### [Set exercise]
Edit the part of the data below that opens with the line containing "Please spot the evergreen" and runs to the end of the data. Change "Target" to "Label" and keep everything else the same.
-*-*-
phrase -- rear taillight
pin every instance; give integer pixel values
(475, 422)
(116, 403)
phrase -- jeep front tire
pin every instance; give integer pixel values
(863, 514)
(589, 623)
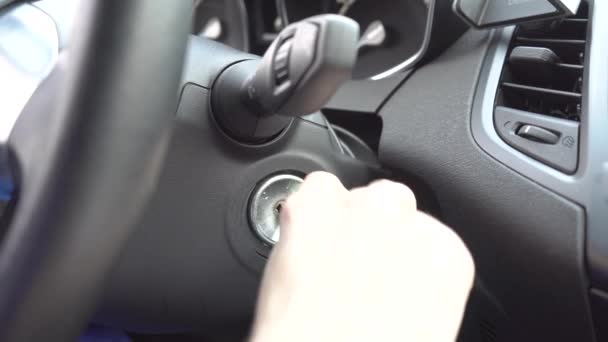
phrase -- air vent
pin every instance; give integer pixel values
(540, 95)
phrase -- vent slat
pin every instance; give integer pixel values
(545, 92)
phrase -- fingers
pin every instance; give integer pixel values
(387, 200)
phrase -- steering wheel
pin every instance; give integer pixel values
(87, 157)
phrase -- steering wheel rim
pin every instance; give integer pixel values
(88, 165)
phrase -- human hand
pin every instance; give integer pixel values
(362, 265)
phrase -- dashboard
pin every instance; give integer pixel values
(428, 97)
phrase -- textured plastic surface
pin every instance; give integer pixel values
(528, 243)
(599, 303)
(194, 263)
(561, 153)
(586, 187)
(491, 13)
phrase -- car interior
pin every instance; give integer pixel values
(147, 148)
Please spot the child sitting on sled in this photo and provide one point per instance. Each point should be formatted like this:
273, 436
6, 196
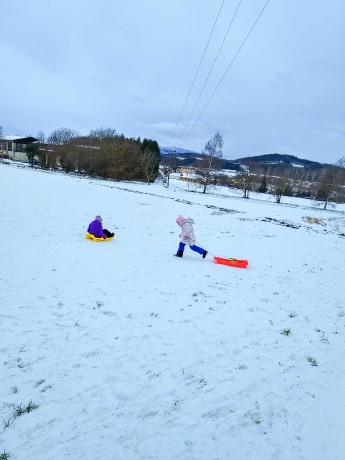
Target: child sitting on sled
96, 229
187, 237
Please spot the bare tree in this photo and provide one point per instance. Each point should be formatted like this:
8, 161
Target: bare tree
332, 182
210, 162
279, 187
148, 162
170, 164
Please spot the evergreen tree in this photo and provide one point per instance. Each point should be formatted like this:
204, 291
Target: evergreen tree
263, 186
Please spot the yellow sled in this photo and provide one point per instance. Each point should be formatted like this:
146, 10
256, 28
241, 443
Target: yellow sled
88, 236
-*-*-
### [Output for this exercise]
Please spot the evergreen tree in this photo and provide one point per instance. Each point should be formatted like this:
204, 291
Label: evergreen tree
263, 186
Please spot the yellow sled in this photo and provide one point per instance. Each point should be formatted like this:
146, 10
256, 28
241, 443
Label: yellow sled
88, 236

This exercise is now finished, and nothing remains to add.